• Data records
☆ ☆ ☆ ☆ ☆ ☆ ☆

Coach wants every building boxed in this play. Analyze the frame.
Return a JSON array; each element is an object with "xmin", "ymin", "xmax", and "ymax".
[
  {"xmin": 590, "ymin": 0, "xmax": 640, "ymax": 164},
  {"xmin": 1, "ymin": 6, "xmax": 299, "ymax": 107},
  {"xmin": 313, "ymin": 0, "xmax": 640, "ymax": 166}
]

☆ ☆ ☆ ☆ ☆ ☆ ☆

• DESCRIPTION OF THE TASK
Output all of the data again. Match it exactly.

• ANSWER TO THIS TASK
Coach wants every building boxed in this play. Analyze the frame.
Return a JSON array; each element is an object with "xmin", "ymin", "xmax", and "ymax".
[
  {"xmin": 590, "ymin": 0, "xmax": 640, "ymax": 164},
  {"xmin": 1, "ymin": 6, "xmax": 299, "ymax": 107},
  {"xmin": 313, "ymin": 0, "xmax": 640, "ymax": 166}
]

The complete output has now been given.